** Your task **
Rewrite all of the rows below, changing "broadcast frame" to "video still" wherever it occurs and leaving everything else as it is. Omit the pictures from your answer.

[BEGIN Items]

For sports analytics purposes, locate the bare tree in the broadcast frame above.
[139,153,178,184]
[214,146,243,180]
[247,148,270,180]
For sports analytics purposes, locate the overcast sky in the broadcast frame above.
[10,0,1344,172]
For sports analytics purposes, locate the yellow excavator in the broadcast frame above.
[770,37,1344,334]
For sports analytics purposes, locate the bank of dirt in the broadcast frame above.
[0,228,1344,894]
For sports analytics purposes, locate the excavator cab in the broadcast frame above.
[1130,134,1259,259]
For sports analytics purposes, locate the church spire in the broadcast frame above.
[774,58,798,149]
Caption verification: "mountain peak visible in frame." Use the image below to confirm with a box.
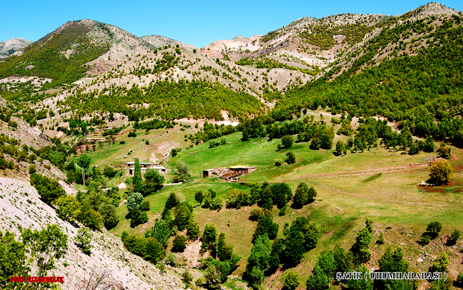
[404,2,461,18]
[0,37,32,59]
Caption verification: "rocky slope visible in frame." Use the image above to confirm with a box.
[0,37,32,59]
[0,177,184,290]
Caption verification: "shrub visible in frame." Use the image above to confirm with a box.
[285,151,296,164]
[74,228,92,255]
[30,173,66,204]
[429,160,453,184]
[457,272,463,287]
[249,208,262,221]
[376,233,384,245]
[426,222,442,239]
[99,203,119,230]
[172,235,186,252]
[29,164,36,174]
[140,200,150,211]
[182,269,193,288]
[166,253,177,267]
[281,135,294,148]
[138,212,148,224]
[284,271,300,290]
[449,229,461,245]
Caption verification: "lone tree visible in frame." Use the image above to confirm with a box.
[285,151,296,164]
[77,154,90,186]
[133,158,143,192]
[429,160,453,184]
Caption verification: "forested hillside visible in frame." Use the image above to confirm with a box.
[276,15,463,145]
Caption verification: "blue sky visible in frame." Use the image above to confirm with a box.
[0,0,463,47]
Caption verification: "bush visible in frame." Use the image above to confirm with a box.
[99,203,119,230]
[166,253,177,267]
[429,160,453,184]
[74,228,92,255]
[420,233,431,246]
[426,222,442,239]
[138,212,148,225]
[457,272,463,287]
[29,164,36,174]
[172,235,186,252]
[140,200,150,211]
[182,269,193,288]
[376,233,384,245]
[30,173,66,204]
[448,229,461,245]
[284,271,300,290]
[281,135,294,148]
[249,208,262,221]
[285,151,296,164]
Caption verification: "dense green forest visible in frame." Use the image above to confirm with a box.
[64,80,262,121]
[299,24,374,50]
[0,21,109,88]
[276,15,463,145]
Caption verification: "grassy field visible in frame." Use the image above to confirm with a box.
[100,132,463,289]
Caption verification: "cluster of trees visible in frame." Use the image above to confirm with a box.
[276,15,463,146]
[209,137,227,148]
[243,217,320,287]
[121,232,166,264]
[188,120,238,145]
[132,158,164,196]
[62,81,262,121]
[36,155,121,229]
[226,182,317,213]
[127,192,150,228]
[240,115,334,150]
[133,119,176,130]
[306,219,376,290]
[200,223,241,287]
[335,115,438,156]
[0,225,68,289]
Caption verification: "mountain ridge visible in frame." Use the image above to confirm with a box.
[0,37,32,59]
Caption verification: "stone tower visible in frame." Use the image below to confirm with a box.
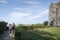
[49,1,60,26]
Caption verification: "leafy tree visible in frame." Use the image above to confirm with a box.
[43,21,48,25]
[0,21,7,34]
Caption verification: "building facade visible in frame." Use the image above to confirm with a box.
[49,1,60,26]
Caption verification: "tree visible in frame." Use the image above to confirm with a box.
[0,21,7,34]
[43,21,48,25]
[50,20,54,26]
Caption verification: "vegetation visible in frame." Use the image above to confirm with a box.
[43,21,48,25]
[0,21,7,34]
[15,24,60,40]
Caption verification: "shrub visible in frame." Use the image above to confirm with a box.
[0,21,7,34]
[15,26,55,40]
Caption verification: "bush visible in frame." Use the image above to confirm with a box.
[0,21,7,34]
[15,26,55,40]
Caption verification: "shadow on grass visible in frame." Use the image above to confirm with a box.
[15,30,60,40]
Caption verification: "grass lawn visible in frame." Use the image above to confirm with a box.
[37,27,60,39]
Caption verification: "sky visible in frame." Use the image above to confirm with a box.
[0,0,57,24]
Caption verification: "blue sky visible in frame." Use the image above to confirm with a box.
[0,0,57,24]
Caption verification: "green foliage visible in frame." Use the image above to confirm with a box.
[15,26,58,40]
[43,21,48,25]
[50,20,54,26]
[0,21,7,34]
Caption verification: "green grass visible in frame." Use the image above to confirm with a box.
[36,27,60,39]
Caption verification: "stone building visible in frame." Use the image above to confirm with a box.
[49,1,60,26]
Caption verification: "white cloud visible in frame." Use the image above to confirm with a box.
[27,9,48,20]
[10,12,30,18]
[0,0,7,3]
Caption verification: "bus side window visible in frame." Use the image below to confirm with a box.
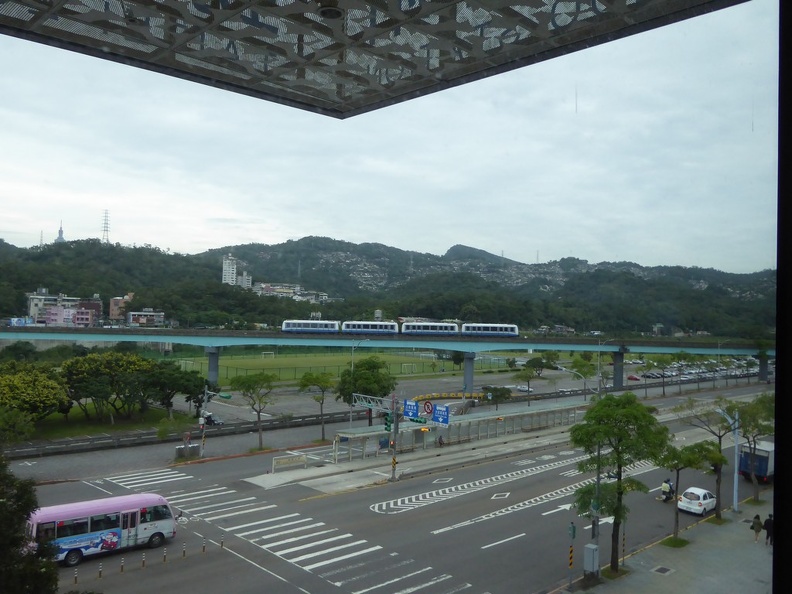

[END Items]

** Result of the exercise **
For sports analytics purposes, locate the bare tree in the video still above.
[139,153,178,184]
[214,146,243,180]
[247,148,270,180]
For sports analytics purposes, locate the overcast sky in the video still above.
[10,0,1344,172]
For sports analytics purposes, locate the yellow excavator in the video still above.
[770,37,1344,334]
For sports analytics purposes, locate the bank of dirt in the video still above.
[0,228,1344,894]
For sports analytics purposes, locate the excavator cab in the video still above.
[1130,134,1259,259]
For sports analytics purposes, locate the church spire in the video still above.
[774,58,798,149]
Caption verification: "mountain peak visible in frame." Use the image below to confirm with a box.
[404,2,461,18]
[0,37,32,59]
Caption verification: "rocky slope visible in frame." Use the image above to confirm with a box.
[0,37,32,59]
[0,177,184,290]
Caption verification: "shrub visible in frame." Use the image above to confirm with a box.
[285,151,296,164]
[74,228,92,255]
[30,173,66,204]
[429,160,453,184]
[457,272,463,287]
[249,208,262,221]
[376,233,384,245]
[426,222,442,239]
[99,203,119,230]
[172,235,186,252]
[29,164,36,174]
[140,200,150,211]
[182,269,193,288]
[166,253,177,267]
[281,135,294,148]
[138,212,148,224]
[284,271,300,290]
[449,229,461,245]
Caption verification: "lone tree visible in frame." Use the image above to confirm with a box.
[285,151,296,164]
[77,154,90,186]
[133,158,143,192]
[429,160,453,184]
Caption verification: "forested hillside visible in frame." Use the image above to confirm with a box.
[276,15,463,145]
Caption verification: "blue sky visible in frame." Use the image above to confirm with a box.
[0,0,463,47]
Caption verification: "bush visible in frame." Use the image above to confirm with a box.
[99,203,119,230]
[166,253,177,267]
[429,160,453,184]
[74,228,92,255]
[420,233,431,246]
[426,222,442,239]
[138,212,148,225]
[457,272,463,287]
[29,164,36,174]
[172,235,186,252]
[140,200,150,211]
[182,269,193,288]
[376,233,384,245]
[30,173,66,204]
[448,229,461,245]
[284,271,300,290]
[281,135,294,148]
[249,208,262,221]
[285,151,296,164]
Caption verification: "dense green forest visible in frame." Use the image above to confirm with a box.
[64,80,262,121]
[299,24,374,50]
[0,21,109,88]
[276,15,463,145]
Caption verification: "grassy field visible in frame." Use the image above to confirm with a box.
[100,132,463,289]
Caption verification: "cluster of trees visible in frame." Use the image above to confirm with a box.
[276,15,463,146]
[209,137,227,148]
[243,217,320,287]
[121,232,166,264]
[188,120,238,145]
[132,158,164,196]
[62,81,262,121]
[36,155,121,229]
[226,182,317,213]
[127,192,150,228]
[240,115,334,150]
[133,119,176,130]
[306,219,376,290]
[200,223,241,287]
[335,115,438,156]
[0,225,68,289]
Caption verification: "mountain ridge visible in frame." Use the image above to confirm with a box.
[0,37,32,59]
Caption verification: "stone tower visible in frame." Use the image below to confirm with a box.
[49,1,60,26]
Caption verification: "leafy tree visible in frame." Use the image above to confirm with a box.
[43,21,48,25]
[0,21,7,34]
Caption verification: "building facade visible in frame." Use the image above to confirm with a box.
[49,1,60,26]
Caption verification: "tree visible in frame." Use the image above to confirm with a box.
[0,21,7,34]
[43,21,48,25]
[50,20,54,26]
Caption verification: "vegetation visible in frame." Use the image above to confirm with a box.
[43,21,48,25]
[0,21,7,34]
[15,24,60,40]
Caption verification: "shrub visible in frame." Use the image above to confirm with a box.
[0,21,7,34]
[15,26,55,40]
Caption verification: "bush visible in frame." Use the image above to confirm with a box.
[0,21,7,34]
[15,26,55,40]
Caption verification: "shadow on grass visible in frame." Use the image above to confirm with a box.
[15,30,60,40]
Caption verification: "grass lawn visible in frame." Use the image above to confirm with a box.
[37,27,60,39]
Caption verification: "sky visible in frame." Use the image above to confirm with a box.
[0,0,57,24]
Caption verification: "blue sky visible in frame." Use the image above to confirm with a box.
[0,0,57,24]
Caption verification: "green foliage visible in frame." Use the image above to confirm with a box.
[15,26,58,40]
[43,21,48,25]
[50,20,54,26]
[0,21,7,34]
Caption verification: "green grass visible in frame." Use the image above to confirm with a box.
[36,27,60,39]
Caption verification: "stone building visible in frame." Use the image above to confirm with a box.
[49,1,60,26]
Caption verification: "white cloud visible in frame." Use the image above to confirm with a box.
[27,9,48,20]
[10,12,30,18]
[0,0,7,3]
Caption verification: "bus side window visible in frame." Use the image below to confirm with a box.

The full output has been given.